[Supplied records Boundary: Start]

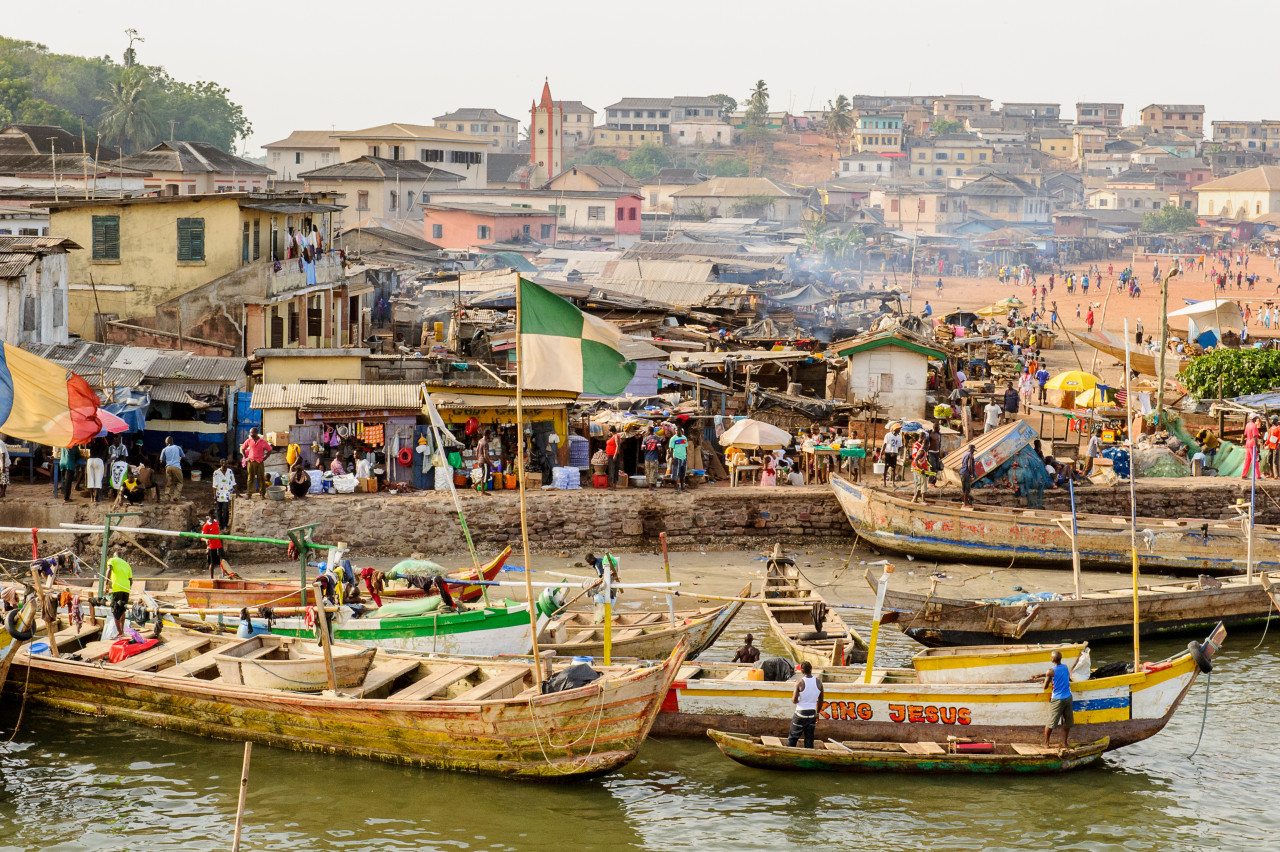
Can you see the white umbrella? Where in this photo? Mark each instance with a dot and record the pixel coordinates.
(752, 434)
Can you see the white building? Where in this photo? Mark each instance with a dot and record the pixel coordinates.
(33, 285)
(301, 151)
(891, 369)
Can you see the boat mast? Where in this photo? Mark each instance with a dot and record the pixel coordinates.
(1133, 497)
(520, 472)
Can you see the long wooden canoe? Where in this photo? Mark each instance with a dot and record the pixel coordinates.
(238, 594)
(860, 756)
(794, 612)
(478, 715)
(1182, 607)
(1032, 537)
(647, 635)
(895, 706)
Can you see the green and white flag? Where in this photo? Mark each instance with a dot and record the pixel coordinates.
(566, 349)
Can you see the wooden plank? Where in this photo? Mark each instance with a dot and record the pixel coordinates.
(489, 688)
(380, 676)
(432, 686)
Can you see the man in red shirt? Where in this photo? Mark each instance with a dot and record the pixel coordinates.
(255, 449)
(215, 545)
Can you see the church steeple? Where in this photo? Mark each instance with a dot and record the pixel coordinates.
(547, 142)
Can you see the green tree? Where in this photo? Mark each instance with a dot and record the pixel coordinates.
(758, 105)
(840, 119)
(645, 161)
(1169, 219)
(727, 105)
(127, 119)
(941, 127)
(1242, 371)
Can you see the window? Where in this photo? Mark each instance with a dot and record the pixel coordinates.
(106, 238)
(191, 241)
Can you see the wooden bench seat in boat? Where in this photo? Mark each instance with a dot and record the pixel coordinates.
(167, 654)
(383, 674)
(432, 686)
(208, 662)
(497, 687)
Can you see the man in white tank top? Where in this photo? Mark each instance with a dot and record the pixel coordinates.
(808, 701)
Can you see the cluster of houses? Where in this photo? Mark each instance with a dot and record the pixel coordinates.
(370, 248)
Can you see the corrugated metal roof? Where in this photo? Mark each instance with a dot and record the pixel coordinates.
(361, 397)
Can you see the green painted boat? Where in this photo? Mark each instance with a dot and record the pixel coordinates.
(855, 756)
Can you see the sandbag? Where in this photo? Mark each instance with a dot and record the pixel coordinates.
(408, 607)
(570, 678)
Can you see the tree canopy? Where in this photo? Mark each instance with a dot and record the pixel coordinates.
(40, 87)
(1243, 371)
(1169, 219)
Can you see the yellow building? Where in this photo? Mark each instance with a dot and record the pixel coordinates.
(145, 253)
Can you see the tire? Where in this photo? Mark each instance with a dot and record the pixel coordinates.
(12, 624)
(1201, 658)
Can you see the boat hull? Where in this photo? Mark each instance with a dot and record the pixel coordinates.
(752, 754)
(949, 532)
(579, 733)
(1127, 708)
(481, 632)
(1164, 609)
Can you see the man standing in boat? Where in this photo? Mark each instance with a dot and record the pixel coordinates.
(1059, 677)
(808, 701)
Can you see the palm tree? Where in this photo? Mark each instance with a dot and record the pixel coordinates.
(840, 118)
(127, 118)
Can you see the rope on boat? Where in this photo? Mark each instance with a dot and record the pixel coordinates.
(580, 761)
(1208, 682)
(1265, 627)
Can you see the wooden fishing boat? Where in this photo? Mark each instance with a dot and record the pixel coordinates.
(862, 756)
(647, 635)
(1183, 607)
(895, 706)
(1032, 537)
(237, 594)
(478, 715)
(803, 622)
(278, 663)
(997, 663)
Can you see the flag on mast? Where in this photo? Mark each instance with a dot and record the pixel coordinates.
(563, 348)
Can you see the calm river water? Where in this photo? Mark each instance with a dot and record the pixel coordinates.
(73, 783)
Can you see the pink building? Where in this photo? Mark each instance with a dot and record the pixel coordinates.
(466, 225)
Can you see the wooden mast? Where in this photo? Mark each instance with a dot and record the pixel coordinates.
(520, 471)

[Supplied records Boundary: End]

Exercise description>
Nothing but the pictures may be dropped; output the records above exactly.

Exercise result>
Can you see the white umbrella? Where in this photo? Mark each instance with a dot and record the pixel coordinates.
(752, 434)
Can you see the white building? Where in this photo? Mark each instance with a dot and record the pixel coordinates.
(33, 285)
(301, 151)
(891, 369)
Can you see the boat mast? Where in this photo? Mark each instance with a dot and record the pixel coordinates.
(1133, 497)
(520, 472)
Can you see the long wooden canoe? Where in this photo? Mark each instance with a dot and record the pixel coordinates.
(238, 594)
(860, 756)
(794, 612)
(478, 715)
(1182, 607)
(1032, 537)
(647, 635)
(895, 706)
Can you see the green and white flag? Where in this photo? Mark each instance with a dot and record the pixel coordinates.
(566, 349)
Can you see the wooden plank? Where in this photo? Mark each instance with a dot and record the pixel coordinates.
(489, 688)
(380, 676)
(432, 686)
Can you see the man in red shirt? Where in this photo? Mark each instance with a dot and record the pixel coordinates.
(255, 449)
(215, 545)
Can you see the church steeple? Where in this photo? Mark each instance with a dot and record the pixel coordinates.
(547, 142)
Can you see the green tree? Where in this photo? Mark each instance with a dot and record the pixel coordinates.
(758, 105)
(840, 119)
(645, 161)
(1169, 219)
(727, 105)
(127, 119)
(941, 127)
(1242, 371)
Can you see the window? Where in this photo? Mark each instance with a dot and record the pixel coordinates.
(106, 238)
(191, 241)
Can you see the wooden bench seat in boat? Where in this photo? Mark each instance with a dot and record the pixel coordinates.
(167, 654)
(383, 674)
(432, 686)
(208, 662)
(497, 687)
Can you see the man in white tank top? Where in this photo? Mark each instance with a dot and record the pixel coordinates.
(808, 701)
Can you see the cluster of houses? Where in this photo? Mark each instance with a dot and record the pixel coordinates.
(370, 248)
Can you see the corrugated metal roof? Where in this photo? Mark each instance with a dot and record the pixel coordinates.
(361, 397)
Can you see the green painted boat? Where in this photo? Mark each instance with a dot and record the pixel coordinates.
(855, 756)
Can you see the sandbag? Where in this photo? Mark each instance with a dot and record the pixel coordinates.
(408, 607)
(570, 678)
Can you see the tree canopy? Where in this photo? Mark each instance with a dot and record the pixel coordinates.
(40, 87)
(1243, 371)
(1169, 219)
Can you see the yellow building? Where in this photo? Mark each instance with a dot and record the pixel coordinates.
(145, 253)
Can you see the tire? Where in this photo? Mark each instance with a dot and record the pixel coordinates.
(12, 624)
(1201, 658)
Can you see the boat hull? Where in this photo? Mark each instance with a dot and record the pixel coordinates.
(752, 754)
(949, 532)
(579, 733)
(1127, 708)
(481, 632)
(1164, 609)
Can you see the man standing in boat? Where in this photo? Mark each instance with a dot and record the pixel coordinates.
(1059, 677)
(808, 701)
Can you see the palm tree? Where in this photo? Mark each instance with a dot and record the pixel coordinates.
(840, 118)
(127, 118)
Can you see the rope on boat? Where in this photo? Mark each instance with a dot and record the pixel coordinates.
(580, 761)
(1208, 682)
(1265, 627)
Can you see the wooden fishing boat? Where in this photo? Mark each instance with a dot and record the pixel coordinates.
(862, 756)
(647, 635)
(1183, 607)
(895, 706)
(1032, 537)
(237, 594)
(478, 715)
(803, 622)
(278, 663)
(997, 663)
Can you see the flag on mast? Where in this photo? Mark each instance with a dot and record the pixel coordinates.
(563, 348)
Can you see the calm river water? Where in this photo? Mark each instance with a dot and record the pixel coordinates.
(73, 783)
Can you see the pink building? Where in this photo? Mark each instance with a dot and record the pixel coordinates.
(466, 225)
Can you see the wooden mast? Where in this photo? Mark each instance with a dot and record the pixel coordinates.
(520, 471)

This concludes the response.